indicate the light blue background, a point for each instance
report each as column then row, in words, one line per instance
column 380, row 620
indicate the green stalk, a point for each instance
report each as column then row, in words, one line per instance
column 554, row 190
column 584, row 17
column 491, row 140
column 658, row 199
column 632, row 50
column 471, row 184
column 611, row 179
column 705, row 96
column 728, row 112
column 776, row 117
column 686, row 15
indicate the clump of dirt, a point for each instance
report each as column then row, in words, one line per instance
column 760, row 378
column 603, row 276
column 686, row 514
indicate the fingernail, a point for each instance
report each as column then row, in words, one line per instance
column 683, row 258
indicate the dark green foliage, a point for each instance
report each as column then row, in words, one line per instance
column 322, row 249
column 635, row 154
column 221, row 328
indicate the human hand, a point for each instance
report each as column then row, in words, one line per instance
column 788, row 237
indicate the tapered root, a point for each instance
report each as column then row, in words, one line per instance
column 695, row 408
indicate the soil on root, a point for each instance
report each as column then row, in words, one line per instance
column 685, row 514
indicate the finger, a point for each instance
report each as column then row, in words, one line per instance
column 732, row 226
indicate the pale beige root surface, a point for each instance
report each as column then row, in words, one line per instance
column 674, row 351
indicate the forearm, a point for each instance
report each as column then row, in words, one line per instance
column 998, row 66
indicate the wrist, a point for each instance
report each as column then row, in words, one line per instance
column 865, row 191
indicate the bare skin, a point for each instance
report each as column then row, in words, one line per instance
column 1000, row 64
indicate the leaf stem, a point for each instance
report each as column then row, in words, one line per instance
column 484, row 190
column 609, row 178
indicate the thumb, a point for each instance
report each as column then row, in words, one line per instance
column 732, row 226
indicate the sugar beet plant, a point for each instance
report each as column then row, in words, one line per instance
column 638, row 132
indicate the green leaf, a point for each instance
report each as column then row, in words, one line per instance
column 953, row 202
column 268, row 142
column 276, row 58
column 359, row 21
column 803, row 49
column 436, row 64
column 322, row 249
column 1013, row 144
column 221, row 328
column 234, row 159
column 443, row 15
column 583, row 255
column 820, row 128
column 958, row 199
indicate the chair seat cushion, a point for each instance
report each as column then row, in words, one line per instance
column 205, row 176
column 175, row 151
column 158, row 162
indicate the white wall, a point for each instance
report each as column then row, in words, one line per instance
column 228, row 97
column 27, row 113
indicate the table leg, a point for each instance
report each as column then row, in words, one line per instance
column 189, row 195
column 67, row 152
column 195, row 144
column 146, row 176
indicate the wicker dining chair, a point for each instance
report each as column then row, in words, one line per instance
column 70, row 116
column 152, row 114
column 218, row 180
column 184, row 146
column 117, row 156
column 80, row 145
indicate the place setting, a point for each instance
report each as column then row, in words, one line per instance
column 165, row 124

········

● TASK DETAILS: The stretch of entries above that starts with the line containing "indicate the bare" and goes on through the line containing "indicate the thumb, a point for each instance" is to be transcribed exactly, and no other line is to be transcribed.

● EXERCISE OUTPUT:
indicate the bare skin, a point for each instance
report each as column then row, in words, one line per instance
column 1000, row 64
indicate the leaf stem, a point for each instance
report each as column then row, in words, one line per instance
column 484, row 190
column 609, row 178
indicate the thumb, a point for each instance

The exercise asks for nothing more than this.